Segment Start: GIVEN RECORDS

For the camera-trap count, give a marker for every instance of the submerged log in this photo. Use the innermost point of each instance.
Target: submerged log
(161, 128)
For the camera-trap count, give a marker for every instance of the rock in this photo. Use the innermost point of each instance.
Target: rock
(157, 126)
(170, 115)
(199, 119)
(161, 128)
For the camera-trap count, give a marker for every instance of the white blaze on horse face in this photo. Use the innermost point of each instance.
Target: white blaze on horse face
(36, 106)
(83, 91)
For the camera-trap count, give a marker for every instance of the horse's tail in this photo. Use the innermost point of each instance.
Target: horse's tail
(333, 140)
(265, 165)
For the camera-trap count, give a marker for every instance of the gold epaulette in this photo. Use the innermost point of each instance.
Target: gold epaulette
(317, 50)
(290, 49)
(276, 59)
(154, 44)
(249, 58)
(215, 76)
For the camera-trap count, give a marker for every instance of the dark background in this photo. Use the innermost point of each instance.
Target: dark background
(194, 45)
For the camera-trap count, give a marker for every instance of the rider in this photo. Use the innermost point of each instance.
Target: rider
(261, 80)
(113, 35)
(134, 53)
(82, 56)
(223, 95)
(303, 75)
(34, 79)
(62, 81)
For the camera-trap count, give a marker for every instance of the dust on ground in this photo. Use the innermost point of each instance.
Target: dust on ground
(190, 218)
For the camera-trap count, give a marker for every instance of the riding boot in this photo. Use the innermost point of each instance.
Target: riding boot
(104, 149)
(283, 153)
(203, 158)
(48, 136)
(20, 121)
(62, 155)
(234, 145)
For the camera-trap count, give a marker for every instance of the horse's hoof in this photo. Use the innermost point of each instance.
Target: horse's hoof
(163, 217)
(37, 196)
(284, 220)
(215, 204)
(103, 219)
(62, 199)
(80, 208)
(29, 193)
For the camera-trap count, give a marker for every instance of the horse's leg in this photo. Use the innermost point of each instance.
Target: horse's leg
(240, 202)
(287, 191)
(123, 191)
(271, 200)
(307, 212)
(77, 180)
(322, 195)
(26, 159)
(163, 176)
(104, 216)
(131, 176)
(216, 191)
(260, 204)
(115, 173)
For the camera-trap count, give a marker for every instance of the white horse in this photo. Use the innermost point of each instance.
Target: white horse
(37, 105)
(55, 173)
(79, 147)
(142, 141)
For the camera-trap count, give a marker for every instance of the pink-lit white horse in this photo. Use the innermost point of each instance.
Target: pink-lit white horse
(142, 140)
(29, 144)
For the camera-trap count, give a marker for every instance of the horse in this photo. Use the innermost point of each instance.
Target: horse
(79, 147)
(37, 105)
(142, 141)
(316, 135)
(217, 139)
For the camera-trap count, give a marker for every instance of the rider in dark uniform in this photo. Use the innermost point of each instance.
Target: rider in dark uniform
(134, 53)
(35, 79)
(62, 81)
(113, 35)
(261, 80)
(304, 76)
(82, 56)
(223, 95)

Segment End: GIVEN RECORDS

### TASK REQUIREMENTS
Output the listing above word for word.

### EXERCISE RESPONSE
For the camera-trap count, give a marker for every instance of the submerged log in this photo. Use the innermost point of each instance.
Target: submerged log
(161, 128)
For the camera-trap count, give a marker for every instance of the rock in this photo. Use the innermost point of each instance.
Target: rock
(157, 126)
(170, 115)
(199, 119)
(161, 128)
For the camera-trap count, give a marker for every instance of the white blaze on horse face in this photo. Use the innermost point of each instance.
Target: white blaze on horse face
(36, 106)
(83, 91)
For the camera-trap count, give a marker for every instance of the horse's tail in this photo. Use the innermost point of each instance.
Target: horse's tail
(333, 140)
(265, 165)
For the camera-trap count, give a marker for every instance of the gold epaulette in this photo. Use the innermost point of each instance.
Target: gold epaulette
(317, 50)
(290, 49)
(276, 59)
(154, 44)
(249, 58)
(215, 76)
For the camera-trap count, give a marker for every instance of the dark background in this photo. Use the innermost point of each instance.
Target: dark background
(194, 45)
For the camera-trap count, give a marker for every instance of the rider in this photo. Use the innermost point of each instance.
Target: rider
(261, 80)
(113, 35)
(134, 53)
(82, 56)
(223, 95)
(303, 75)
(34, 79)
(62, 81)
For the camera-trap count, give a marker for every instance of the dust on ground in this photo. Use the innermost point of each instance.
Target: dust on ground
(190, 218)
For the camera-trap count, give a marker for every instance of the riding boot in this photo. Use the innermost point of each instance.
Target: riding boot
(104, 149)
(283, 153)
(203, 158)
(48, 136)
(20, 121)
(62, 155)
(234, 145)
For the camera-trap count, give a marker for every instance of the horse's hoof in this photo. Use the innermost point of each instance.
Target: horse's hoof
(163, 217)
(37, 196)
(284, 220)
(215, 204)
(103, 219)
(62, 199)
(80, 208)
(29, 193)
For the camera-trap count, give a marker for every instance of the horse's leg in this photo. Use the innermost point of each instance.
Target: horse's leg
(240, 202)
(287, 191)
(123, 191)
(271, 200)
(307, 212)
(77, 180)
(322, 195)
(26, 159)
(163, 176)
(104, 216)
(131, 176)
(216, 191)
(260, 204)
(115, 173)
For the camera-trap count, give a marker for every instance of the white horse in this photo. Use the innermost point of each instance.
Target: white horse
(37, 105)
(55, 173)
(79, 147)
(142, 141)
For the camera-trap count, give a marker for every instance of the pink-lit white horse in this photo. Use the innermost point of each instance.
Target: pink-lit white horse
(142, 140)
(29, 144)
For the camera-trap count, give a marker for every instance of the horse in this photo. Use the innermost point of each instance.
Target: horse
(79, 147)
(37, 105)
(142, 141)
(316, 135)
(217, 139)
For the camera-trap count, give a marker for every instance of the rider in dark uniform in this photo. Use the innermost point of each instance.
Target: rider in dark uniform
(134, 53)
(35, 79)
(62, 81)
(113, 35)
(261, 80)
(304, 76)
(82, 56)
(223, 95)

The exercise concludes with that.